START
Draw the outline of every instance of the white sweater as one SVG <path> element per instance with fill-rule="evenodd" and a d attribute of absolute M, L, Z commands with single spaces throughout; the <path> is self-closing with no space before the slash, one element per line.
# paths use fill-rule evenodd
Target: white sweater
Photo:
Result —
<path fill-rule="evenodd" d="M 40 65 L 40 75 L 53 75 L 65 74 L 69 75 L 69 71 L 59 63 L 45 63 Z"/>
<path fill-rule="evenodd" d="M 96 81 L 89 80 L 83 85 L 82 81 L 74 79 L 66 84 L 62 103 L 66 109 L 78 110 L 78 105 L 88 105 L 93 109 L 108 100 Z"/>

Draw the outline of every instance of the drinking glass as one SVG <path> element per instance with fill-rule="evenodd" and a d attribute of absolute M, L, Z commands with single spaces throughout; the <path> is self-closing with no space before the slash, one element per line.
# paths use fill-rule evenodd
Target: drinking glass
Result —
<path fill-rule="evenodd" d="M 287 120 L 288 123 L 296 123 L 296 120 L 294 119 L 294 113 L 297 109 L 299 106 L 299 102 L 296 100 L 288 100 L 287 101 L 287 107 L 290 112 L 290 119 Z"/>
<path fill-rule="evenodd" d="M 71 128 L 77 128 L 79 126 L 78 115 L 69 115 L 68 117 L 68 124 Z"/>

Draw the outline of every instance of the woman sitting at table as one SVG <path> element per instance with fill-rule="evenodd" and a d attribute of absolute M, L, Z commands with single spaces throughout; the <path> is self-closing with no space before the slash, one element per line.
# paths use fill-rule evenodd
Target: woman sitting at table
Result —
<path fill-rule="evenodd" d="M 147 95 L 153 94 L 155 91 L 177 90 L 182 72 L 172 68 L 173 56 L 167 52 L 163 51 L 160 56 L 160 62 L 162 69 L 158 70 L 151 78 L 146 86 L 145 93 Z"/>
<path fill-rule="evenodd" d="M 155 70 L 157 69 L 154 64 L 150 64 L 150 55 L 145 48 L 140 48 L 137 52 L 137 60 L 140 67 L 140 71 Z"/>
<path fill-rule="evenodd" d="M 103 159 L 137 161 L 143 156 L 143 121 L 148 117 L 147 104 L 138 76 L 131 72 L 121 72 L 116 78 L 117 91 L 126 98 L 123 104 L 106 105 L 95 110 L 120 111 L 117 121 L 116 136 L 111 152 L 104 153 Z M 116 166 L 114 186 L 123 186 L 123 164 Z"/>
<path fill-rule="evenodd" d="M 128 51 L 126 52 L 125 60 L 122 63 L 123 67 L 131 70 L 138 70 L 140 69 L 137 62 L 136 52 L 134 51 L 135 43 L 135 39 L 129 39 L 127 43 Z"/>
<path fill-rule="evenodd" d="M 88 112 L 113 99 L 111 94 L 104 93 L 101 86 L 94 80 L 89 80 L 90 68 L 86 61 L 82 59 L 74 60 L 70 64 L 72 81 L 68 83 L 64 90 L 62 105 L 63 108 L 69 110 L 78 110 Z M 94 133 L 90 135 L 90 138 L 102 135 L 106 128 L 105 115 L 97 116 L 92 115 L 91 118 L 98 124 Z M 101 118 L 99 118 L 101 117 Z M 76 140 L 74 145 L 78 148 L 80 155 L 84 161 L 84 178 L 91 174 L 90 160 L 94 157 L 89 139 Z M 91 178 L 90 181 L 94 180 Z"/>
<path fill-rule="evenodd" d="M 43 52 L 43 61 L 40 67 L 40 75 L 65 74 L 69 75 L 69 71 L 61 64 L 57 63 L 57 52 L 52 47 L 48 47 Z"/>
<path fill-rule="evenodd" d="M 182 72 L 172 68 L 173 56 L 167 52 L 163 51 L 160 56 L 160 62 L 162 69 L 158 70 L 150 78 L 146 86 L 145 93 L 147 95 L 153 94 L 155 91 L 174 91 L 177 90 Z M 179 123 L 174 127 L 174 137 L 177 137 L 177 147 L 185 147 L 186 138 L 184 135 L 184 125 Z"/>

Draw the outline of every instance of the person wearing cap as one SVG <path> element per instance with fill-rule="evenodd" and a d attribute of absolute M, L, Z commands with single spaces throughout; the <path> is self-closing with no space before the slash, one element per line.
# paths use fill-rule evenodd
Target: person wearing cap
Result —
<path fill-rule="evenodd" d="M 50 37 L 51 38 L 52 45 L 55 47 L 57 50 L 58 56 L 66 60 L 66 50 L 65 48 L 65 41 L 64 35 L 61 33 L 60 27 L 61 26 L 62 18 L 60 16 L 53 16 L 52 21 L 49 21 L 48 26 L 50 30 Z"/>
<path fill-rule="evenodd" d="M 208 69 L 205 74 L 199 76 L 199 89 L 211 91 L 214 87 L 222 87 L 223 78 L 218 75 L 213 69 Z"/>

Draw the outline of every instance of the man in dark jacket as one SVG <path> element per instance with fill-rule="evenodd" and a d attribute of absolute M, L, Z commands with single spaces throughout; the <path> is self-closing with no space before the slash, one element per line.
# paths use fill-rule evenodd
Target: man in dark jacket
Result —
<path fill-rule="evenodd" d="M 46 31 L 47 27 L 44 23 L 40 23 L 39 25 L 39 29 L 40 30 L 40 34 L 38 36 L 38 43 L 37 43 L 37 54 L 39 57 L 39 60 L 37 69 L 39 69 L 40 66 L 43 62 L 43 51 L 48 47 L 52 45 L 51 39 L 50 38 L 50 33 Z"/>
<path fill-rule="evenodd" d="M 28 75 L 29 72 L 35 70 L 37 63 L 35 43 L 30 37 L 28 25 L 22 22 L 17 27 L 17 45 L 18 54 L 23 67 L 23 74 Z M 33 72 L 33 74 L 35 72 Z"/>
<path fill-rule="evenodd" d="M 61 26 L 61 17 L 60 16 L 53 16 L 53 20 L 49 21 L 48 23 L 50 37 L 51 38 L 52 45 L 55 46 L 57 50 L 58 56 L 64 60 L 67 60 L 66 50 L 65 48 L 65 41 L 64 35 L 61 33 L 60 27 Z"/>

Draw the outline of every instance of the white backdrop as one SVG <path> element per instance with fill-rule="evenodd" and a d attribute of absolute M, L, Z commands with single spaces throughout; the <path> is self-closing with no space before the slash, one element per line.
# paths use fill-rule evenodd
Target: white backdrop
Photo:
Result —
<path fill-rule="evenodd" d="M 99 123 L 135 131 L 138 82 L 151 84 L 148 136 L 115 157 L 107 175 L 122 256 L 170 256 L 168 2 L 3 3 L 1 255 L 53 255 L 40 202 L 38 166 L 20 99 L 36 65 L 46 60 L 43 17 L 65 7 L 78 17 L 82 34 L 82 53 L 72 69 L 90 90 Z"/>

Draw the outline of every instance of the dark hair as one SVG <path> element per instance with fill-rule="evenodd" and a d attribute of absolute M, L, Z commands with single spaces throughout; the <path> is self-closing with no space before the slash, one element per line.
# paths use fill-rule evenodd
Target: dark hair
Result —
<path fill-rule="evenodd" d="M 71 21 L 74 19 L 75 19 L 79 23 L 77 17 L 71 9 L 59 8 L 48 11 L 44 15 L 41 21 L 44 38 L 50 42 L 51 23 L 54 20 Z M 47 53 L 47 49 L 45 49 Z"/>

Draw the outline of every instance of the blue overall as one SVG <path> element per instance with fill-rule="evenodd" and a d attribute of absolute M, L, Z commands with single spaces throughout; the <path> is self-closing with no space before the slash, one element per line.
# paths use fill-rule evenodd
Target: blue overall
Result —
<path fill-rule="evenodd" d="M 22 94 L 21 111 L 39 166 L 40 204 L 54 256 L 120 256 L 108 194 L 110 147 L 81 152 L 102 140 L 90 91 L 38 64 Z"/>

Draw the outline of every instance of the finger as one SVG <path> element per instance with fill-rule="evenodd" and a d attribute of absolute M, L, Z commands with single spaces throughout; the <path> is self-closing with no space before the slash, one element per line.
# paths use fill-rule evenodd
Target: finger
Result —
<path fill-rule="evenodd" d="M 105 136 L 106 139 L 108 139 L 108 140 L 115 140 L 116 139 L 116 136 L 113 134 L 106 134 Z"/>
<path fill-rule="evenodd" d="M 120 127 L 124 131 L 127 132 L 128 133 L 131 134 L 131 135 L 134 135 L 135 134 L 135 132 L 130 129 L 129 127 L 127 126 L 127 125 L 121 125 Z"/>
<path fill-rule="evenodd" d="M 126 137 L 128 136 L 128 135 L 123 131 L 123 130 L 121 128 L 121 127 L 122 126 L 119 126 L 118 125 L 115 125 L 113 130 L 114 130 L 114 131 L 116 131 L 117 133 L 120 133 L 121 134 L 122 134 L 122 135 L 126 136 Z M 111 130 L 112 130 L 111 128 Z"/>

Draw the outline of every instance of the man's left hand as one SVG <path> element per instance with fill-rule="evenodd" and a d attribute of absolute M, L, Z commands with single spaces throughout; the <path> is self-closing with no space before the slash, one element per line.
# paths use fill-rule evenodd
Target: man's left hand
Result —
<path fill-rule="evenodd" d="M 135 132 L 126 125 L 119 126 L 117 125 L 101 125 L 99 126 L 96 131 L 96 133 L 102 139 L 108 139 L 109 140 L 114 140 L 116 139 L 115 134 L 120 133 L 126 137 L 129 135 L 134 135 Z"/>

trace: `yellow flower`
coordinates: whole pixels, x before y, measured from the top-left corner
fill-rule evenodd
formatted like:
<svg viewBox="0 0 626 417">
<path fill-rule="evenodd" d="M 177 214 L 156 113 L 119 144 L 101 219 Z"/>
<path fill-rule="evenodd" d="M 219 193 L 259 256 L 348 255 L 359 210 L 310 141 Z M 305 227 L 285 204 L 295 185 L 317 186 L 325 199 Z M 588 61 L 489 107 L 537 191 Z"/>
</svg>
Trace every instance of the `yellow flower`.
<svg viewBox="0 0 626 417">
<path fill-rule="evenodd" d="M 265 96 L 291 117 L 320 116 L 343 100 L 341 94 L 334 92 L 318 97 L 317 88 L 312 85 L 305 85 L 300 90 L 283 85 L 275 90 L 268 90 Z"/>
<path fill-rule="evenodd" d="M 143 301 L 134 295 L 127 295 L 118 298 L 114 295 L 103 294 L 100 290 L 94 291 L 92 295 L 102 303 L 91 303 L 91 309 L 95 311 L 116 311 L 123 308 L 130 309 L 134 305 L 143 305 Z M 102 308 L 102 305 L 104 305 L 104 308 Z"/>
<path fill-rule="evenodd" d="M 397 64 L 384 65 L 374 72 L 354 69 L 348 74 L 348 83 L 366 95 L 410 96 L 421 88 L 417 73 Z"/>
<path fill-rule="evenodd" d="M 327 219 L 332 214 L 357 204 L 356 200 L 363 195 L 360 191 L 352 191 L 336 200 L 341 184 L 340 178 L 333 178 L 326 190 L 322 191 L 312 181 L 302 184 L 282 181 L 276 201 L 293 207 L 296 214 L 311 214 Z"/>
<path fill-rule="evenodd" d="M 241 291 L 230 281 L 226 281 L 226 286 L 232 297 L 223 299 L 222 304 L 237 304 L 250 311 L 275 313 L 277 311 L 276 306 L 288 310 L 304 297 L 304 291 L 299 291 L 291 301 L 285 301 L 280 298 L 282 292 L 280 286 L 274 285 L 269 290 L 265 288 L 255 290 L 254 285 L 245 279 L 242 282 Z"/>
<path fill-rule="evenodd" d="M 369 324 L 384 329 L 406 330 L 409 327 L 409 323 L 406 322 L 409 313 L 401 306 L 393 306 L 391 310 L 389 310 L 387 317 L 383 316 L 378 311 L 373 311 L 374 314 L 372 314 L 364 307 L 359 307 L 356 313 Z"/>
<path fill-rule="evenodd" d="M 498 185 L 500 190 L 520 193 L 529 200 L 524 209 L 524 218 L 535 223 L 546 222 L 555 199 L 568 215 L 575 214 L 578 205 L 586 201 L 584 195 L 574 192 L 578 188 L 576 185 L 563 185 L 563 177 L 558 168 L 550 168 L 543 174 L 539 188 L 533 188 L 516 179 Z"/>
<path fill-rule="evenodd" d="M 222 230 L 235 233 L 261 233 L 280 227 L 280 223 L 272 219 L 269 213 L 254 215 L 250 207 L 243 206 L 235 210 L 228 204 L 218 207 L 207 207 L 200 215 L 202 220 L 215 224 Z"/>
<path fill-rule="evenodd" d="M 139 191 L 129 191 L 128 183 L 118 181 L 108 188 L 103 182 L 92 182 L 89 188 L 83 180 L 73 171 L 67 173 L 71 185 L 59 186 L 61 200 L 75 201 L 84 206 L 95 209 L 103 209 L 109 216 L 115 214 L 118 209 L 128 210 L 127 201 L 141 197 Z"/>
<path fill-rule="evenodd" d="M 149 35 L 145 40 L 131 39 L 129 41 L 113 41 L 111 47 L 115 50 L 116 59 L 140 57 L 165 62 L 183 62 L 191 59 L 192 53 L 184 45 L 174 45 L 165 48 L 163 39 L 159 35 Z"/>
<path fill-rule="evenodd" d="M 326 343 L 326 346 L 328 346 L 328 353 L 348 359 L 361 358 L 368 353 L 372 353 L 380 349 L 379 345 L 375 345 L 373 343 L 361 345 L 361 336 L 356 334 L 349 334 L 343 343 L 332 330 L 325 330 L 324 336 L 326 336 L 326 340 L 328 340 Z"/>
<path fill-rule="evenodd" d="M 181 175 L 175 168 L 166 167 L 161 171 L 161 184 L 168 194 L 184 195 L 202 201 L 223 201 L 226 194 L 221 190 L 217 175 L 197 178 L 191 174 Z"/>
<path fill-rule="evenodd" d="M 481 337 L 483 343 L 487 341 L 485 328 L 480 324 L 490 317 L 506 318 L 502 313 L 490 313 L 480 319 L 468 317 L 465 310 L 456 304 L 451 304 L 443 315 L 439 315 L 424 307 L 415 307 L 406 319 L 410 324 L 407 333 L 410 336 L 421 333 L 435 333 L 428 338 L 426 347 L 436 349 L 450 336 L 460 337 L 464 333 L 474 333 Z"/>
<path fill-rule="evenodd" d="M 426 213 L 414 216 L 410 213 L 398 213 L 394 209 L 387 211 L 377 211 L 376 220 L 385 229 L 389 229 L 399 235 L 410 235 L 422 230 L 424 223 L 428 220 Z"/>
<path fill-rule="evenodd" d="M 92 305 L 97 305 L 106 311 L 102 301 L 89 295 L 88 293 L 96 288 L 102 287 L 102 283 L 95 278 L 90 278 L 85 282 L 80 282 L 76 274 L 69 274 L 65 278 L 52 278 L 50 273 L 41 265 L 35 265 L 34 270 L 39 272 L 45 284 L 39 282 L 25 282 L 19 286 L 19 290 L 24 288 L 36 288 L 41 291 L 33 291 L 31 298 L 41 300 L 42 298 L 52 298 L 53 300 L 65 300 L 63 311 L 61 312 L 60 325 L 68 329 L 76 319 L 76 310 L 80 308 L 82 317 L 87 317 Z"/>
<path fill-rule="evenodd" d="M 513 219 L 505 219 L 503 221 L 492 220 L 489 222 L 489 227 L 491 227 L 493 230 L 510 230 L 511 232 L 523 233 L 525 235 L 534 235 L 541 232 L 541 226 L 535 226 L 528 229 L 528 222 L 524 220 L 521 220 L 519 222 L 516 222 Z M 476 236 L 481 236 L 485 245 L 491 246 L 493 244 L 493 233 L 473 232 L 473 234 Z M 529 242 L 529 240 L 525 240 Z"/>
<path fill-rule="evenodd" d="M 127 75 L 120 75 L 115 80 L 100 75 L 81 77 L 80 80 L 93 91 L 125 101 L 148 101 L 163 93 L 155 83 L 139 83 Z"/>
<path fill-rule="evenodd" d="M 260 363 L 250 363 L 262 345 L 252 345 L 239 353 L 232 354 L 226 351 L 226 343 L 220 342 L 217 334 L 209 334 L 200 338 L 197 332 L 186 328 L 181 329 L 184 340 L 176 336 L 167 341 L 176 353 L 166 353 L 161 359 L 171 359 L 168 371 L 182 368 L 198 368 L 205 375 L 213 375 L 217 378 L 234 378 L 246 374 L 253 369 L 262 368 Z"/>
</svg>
END
» **GIVEN TASK**
Switch "finger" to "thumb" in the lines starting with the line with "Draw the outline of every instance of the blue" and going on through the line with "126 137 L 128", leaving everything else unchanged. Give back only those lines.

» **COMPLETED TASK**
Draw the outline of every instance of the blue overall as one SVG <path> element per instance with fill-rule="evenodd" and a d attribute of absolute M, L, Z commands with single spaces throughout; the <path> is self-closing with no space before the slash, one element per line.
# paths use fill-rule evenodd
Target: blue overall
Result —
<path fill-rule="evenodd" d="M 22 94 L 21 111 L 39 166 L 40 204 L 54 256 L 120 256 L 108 194 L 110 147 L 81 152 L 102 140 L 90 91 L 38 64 Z"/>

Draw the outline of every instance of the thumb as one SVG <path> element per instance with fill-rule="evenodd" and a d attribute of absolute M, L, Z commands with single spaces throughout; the <path> is self-closing with no space before the slash, one element per line.
# paths use fill-rule evenodd
Target: thumb
Result —
<path fill-rule="evenodd" d="M 105 136 L 106 139 L 108 139 L 108 140 L 115 140 L 116 139 L 116 136 L 113 134 L 106 134 Z"/>
<path fill-rule="evenodd" d="M 120 127 L 124 131 L 127 132 L 128 133 L 131 134 L 131 135 L 134 135 L 135 134 L 135 132 L 130 129 L 129 127 L 127 126 L 127 125 L 121 125 Z"/>
<path fill-rule="evenodd" d="M 126 137 L 128 136 L 128 135 L 123 131 L 123 130 L 121 128 L 121 127 L 122 126 L 119 126 L 118 125 L 115 125 L 113 130 L 114 130 L 114 131 L 116 131 L 117 133 L 120 133 L 121 134 L 122 134 L 122 135 L 126 136 Z M 111 130 L 112 130 L 111 128 Z"/>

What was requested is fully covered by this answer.